** Opening Document segment block **

By CSS
American businessman Victor Kiam best described the small business owners’ mindset by declaring, “An entrepreneur assumes the risk and is dedicated and committed to the success of whatever he or she undertakes.” However, external forces can occasionally constrain even the most astute entrepreneur, as is the case with independent community pharmacy owners. These same forces needlessly inflate prescription drug costs for employers and health plan sponsors, while undermining patient choice and health outcomes.
Pharmacy benefit managers (PBMs) are hired by employers, government agencies, health insurance plans and unions to administer prescription drug plans. They morphed over time from simple claim adjudicators to gigantic drug middlemen operating a byzantine drug delivery system that benefits them at the expense of others. They reap windfall profits simply for processing claims and operating mail order pharmacies. In 2009, the three largest PBMs – CVS Caremark (which includes the CVS pharmacy retail chain), Medco Health Solutions, and Express Scripts – made $6.4 billion, $1.1 billion and $776 million respectively in profits. By contrast, independent pharmacies operate off of slim profit margins that are driven by prescription drug reimbursement. Despite the rising cost of many medicines, these rates have been declining for years.
Local pharmacists have a Hobson’s choice: accept onerous, non-negotiable contract terms dictated by PBMs or lose access to both new and long-term patients. When the contracts are signed community pharmacies are dragged into a profit-draining, bureaucratic abyss. If they have the temerity to complain, PBMs can often freely void the contract. U.S. Representatives Anthony Weiner (D-NY) and Jerry Moran (R-KS) introduced H.R. 5234, the PBM Audit Reform and Transparency Act of 2010; a bipartisan-supported bill designed to tackle some of the most egregious practices of the PBM industry. Its passage is a must.

** Closing Document segment block **
** Opening Dataset content block **

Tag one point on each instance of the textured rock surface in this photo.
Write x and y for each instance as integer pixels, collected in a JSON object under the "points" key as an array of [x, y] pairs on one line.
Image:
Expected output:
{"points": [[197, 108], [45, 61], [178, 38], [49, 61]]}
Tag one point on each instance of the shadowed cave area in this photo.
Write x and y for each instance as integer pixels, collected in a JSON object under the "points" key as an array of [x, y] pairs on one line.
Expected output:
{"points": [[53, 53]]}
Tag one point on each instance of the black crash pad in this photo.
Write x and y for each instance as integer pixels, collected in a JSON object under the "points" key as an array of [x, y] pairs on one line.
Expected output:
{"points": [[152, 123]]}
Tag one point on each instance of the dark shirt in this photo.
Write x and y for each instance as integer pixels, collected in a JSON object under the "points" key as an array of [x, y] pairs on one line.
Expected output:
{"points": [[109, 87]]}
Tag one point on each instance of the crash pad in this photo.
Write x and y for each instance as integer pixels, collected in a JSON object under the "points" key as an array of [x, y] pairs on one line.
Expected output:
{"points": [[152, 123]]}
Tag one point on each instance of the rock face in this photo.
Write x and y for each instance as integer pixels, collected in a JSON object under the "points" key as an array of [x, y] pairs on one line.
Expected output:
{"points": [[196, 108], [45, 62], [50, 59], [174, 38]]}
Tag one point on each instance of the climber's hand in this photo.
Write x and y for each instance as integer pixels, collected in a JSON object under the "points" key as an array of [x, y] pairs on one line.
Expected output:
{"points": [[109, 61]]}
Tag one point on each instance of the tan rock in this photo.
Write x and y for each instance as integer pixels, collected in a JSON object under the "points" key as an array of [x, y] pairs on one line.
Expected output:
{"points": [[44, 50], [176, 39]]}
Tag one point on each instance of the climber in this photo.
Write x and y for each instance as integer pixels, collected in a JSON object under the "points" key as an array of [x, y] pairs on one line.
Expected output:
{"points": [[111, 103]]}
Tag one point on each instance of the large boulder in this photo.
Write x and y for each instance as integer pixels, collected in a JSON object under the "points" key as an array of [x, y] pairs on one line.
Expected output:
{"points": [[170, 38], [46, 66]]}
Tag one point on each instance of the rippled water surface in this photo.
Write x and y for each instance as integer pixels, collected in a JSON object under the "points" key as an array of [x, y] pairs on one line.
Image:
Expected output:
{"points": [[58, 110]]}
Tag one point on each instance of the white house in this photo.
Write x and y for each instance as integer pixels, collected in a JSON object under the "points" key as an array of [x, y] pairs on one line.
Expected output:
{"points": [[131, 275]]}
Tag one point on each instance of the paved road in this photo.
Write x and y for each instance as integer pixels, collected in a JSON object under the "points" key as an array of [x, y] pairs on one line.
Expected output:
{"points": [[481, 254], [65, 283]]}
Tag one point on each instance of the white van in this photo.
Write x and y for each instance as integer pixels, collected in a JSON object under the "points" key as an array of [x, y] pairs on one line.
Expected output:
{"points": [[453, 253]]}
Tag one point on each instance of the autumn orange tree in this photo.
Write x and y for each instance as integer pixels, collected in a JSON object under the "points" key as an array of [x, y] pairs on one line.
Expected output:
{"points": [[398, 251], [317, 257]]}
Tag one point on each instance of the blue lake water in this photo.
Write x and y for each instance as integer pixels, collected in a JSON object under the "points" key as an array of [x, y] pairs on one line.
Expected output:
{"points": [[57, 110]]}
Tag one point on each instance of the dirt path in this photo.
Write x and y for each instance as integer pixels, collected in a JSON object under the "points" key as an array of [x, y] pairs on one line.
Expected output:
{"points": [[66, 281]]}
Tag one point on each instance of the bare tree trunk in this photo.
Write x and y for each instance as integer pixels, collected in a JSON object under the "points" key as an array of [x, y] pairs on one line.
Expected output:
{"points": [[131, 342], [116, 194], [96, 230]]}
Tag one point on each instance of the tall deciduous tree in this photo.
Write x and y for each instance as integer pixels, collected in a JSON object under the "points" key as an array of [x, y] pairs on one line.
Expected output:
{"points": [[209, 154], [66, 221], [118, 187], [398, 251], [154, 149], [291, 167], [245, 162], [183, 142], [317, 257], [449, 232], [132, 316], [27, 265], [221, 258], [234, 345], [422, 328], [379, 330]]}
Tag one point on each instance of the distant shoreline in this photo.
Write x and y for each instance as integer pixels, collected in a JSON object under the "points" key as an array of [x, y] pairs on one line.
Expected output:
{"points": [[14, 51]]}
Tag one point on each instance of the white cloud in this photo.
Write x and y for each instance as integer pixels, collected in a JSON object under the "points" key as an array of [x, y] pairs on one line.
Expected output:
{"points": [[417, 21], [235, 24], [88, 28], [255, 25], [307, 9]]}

** Closing Dataset content block **

§ What you will do: According to the article on pharmacy benefit managers, how much profit did Express Scripts make in 2009? The records are material separate from the article on pharmacy benefit managers.

§ Solution: $776 million.